Excerpts of labeled region data

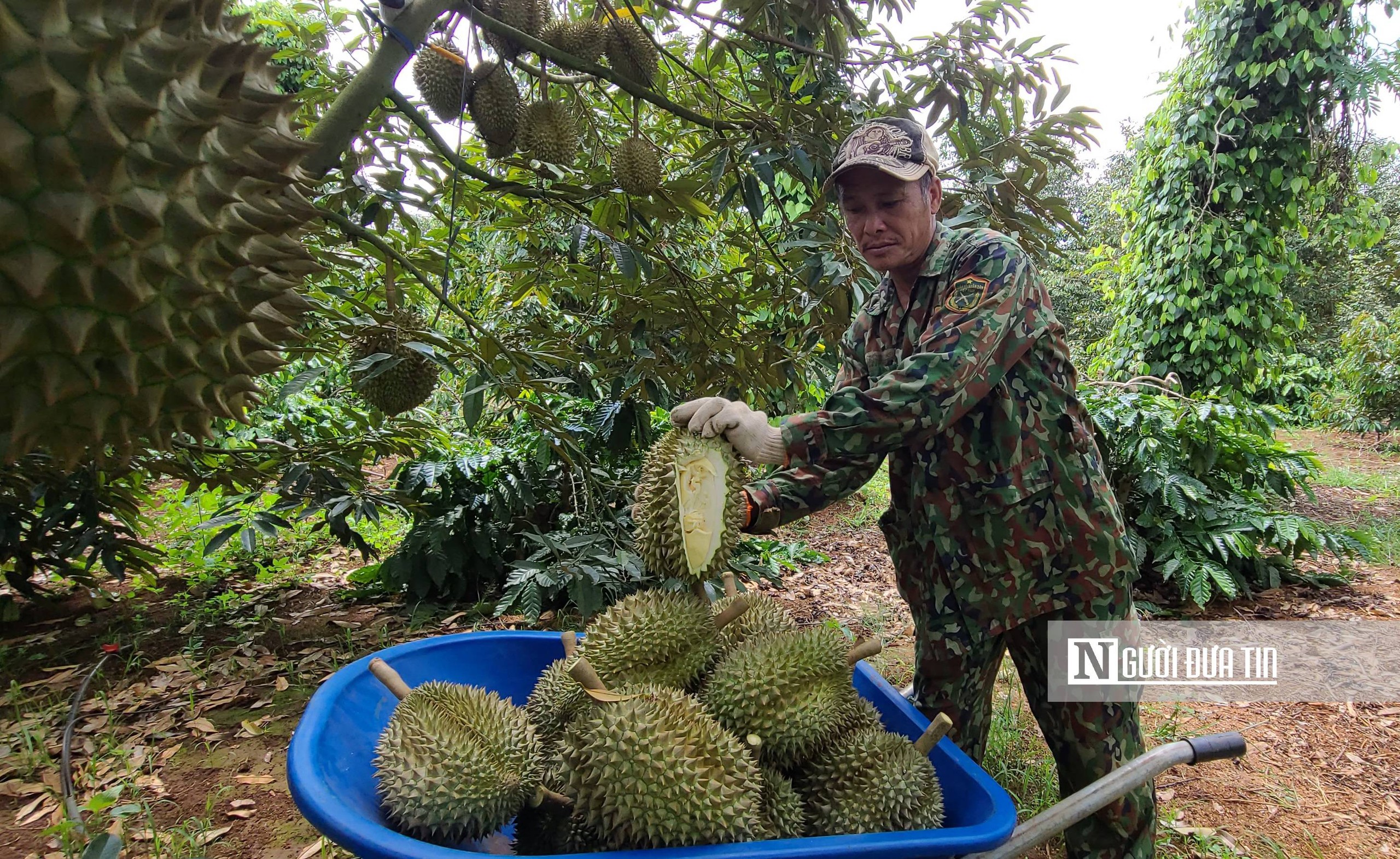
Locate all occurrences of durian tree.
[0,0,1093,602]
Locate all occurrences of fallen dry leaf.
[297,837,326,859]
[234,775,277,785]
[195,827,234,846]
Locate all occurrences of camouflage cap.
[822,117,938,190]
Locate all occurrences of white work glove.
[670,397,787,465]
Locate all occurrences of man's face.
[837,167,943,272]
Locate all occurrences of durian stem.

◆ Problem requirements:
Copy out all of the material above word for word, leaving out the pictures.

◆ Written reply:
Locate all occurrences of durian tree.
[0,0,1093,602]
Locate all occurrences of fallen dry leaf.
[297,837,326,859]
[234,775,277,785]
[195,827,234,846]
Locate all occurrences of camouflage cap.
[822,117,938,190]
Locate all occurrences of white work glove.
[670,397,787,465]
Locate all occurrences of man's face.
[837,167,943,272]
Locate all occurrences of durian stem.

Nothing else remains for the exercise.